**Aim of the task:**
Without altering anything, repeat each of the records.

[Stored data entries]
= = = = = = =

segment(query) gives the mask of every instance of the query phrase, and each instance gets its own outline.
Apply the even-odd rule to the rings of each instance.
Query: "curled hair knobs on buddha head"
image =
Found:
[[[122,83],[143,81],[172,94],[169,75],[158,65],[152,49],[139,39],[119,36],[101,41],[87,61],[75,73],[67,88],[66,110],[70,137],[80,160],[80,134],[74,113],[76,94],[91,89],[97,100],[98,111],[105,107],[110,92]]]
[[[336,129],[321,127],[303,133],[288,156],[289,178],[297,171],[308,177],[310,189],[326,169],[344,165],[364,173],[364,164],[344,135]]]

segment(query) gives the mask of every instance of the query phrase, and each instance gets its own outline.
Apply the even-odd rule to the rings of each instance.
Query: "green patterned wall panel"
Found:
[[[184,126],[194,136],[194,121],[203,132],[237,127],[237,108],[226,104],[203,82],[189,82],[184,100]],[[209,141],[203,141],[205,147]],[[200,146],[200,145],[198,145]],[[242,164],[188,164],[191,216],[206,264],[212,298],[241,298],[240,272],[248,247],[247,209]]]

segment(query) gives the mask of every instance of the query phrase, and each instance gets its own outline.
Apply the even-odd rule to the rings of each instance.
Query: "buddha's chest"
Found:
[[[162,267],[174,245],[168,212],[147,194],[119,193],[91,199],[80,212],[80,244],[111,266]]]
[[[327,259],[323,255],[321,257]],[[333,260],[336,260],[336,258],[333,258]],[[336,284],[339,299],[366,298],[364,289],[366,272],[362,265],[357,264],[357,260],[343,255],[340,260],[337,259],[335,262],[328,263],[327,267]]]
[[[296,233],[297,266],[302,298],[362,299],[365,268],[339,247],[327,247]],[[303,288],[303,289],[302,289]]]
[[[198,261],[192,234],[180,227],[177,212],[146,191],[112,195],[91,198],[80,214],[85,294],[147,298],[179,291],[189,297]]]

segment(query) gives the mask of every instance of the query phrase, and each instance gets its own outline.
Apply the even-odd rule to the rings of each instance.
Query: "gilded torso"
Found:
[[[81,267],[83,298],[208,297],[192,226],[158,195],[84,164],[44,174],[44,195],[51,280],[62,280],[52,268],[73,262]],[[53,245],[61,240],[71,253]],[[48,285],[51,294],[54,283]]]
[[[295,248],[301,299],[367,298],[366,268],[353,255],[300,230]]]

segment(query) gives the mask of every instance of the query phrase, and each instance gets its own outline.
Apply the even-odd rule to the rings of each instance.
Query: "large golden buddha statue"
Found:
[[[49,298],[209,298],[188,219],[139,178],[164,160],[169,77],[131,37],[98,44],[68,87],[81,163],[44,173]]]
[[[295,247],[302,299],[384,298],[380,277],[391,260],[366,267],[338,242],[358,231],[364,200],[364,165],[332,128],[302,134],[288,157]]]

= = = = = = =

**Exercise solution:**
segment(query) gives the mask of every instance of the query phrase, and each instance gets its own outline.
Apply the even-odd rule to the rings of each instance.
Query: "curled hair knobs on buddha head"
image =
Found:
[[[122,83],[143,81],[172,94],[169,75],[158,65],[152,49],[139,39],[119,36],[101,41],[87,61],[75,73],[67,88],[66,110],[70,137],[80,160],[80,134],[74,113],[76,94],[91,89],[97,100],[98,111],[105,107],[110,92]]]
[[[336,129],[321,127],[303,133],[288,156],[289,178],[297,171],[308,177],[310,189],[326,169],[344,165],[364,173],[364,164],[344,135]]]

segment(query) gives the mask of every instance of the query phrase, and each instance gets its own outline.
Apply the even-odd rule to the rings of each instance.
Query: "green patterned wall panel"
Found:
[[[184,126],[194,136],[194,121],[203,132],[237,127],[237,108],[226,104],[203,82],[189,82],[184,100]],[[209,141],[203,141],[205,147]],[[200,146],[200,145],[198,145]],[[242,164],[188,164],[191,216],[206,264],[212,298],[241,298],[240,272],[248,247],[247,209]]]

segment(query) gives the mask of every instance of the query phrase, and each instance gets its own outline.
Apply the even-odd rule to the rings of each instance.
Query: "buddha's chest"
Found:
[[[162,267],[174,245],[168,212],[147,194],[119,193],[91,199],[80,212],[80,244],[111,266]]]
[[[327,259],[323,255],[321,257]],[[333,260],[336,260],[336,258],[333,258]],[[336,284],[339,299],[366,298],[364,289],[366,272],[362,265],[357,264],[357,260],[343,255],[340,260],[337,259],[335,262],[328,263],[327,267]]]
[[[296,233],[297,266],[302,298],[362,299],[365,268],[339,247],[327,247]],[[303,288],[303,289],[302,289]]]
[[[198,261],[192,234],[180,227],[177,212],[146,191],[112,195],[91,198],[80,214],[85,294],[147,298],[179,291],[189,297]]]

segment(query) gives the mask of every instance of the query phrase, and each instance gets its own outline.
Apply the even-odd rule to the rings of each instance.
Query: "gilded torso"
Found:
[[[81,267],[83,298],[208,297],[192,226],[158,195],[84,164],[44,174],[44,195],[51,280],[62,280],[52,268],[73,262]],[[53,245],[61,240],[71,253]],[[48,285],[51,294],[54,283]]]
[[[295,248],[301,299],[367,298],[366,268],[353,255],[300,230]]]

segment(query) gives the mask of every instance of the query phrase, and each instance gets its own outline.
Apply the even-odd rule to the rings of each instance.
Query: "large golden buddha statue"
Found:
[[[49,298],[209,298],[188,219],[139,178],[164,160],[169,77],[131,37],[98,44],[68,87],[81,163],[44,173]]]
[[[295,247],[302,299],[384,298],[380,277],[391,260],[366,267],[338,242],[358,231],[364,200],[364,165],[332,128],[302,134],[288,157]]]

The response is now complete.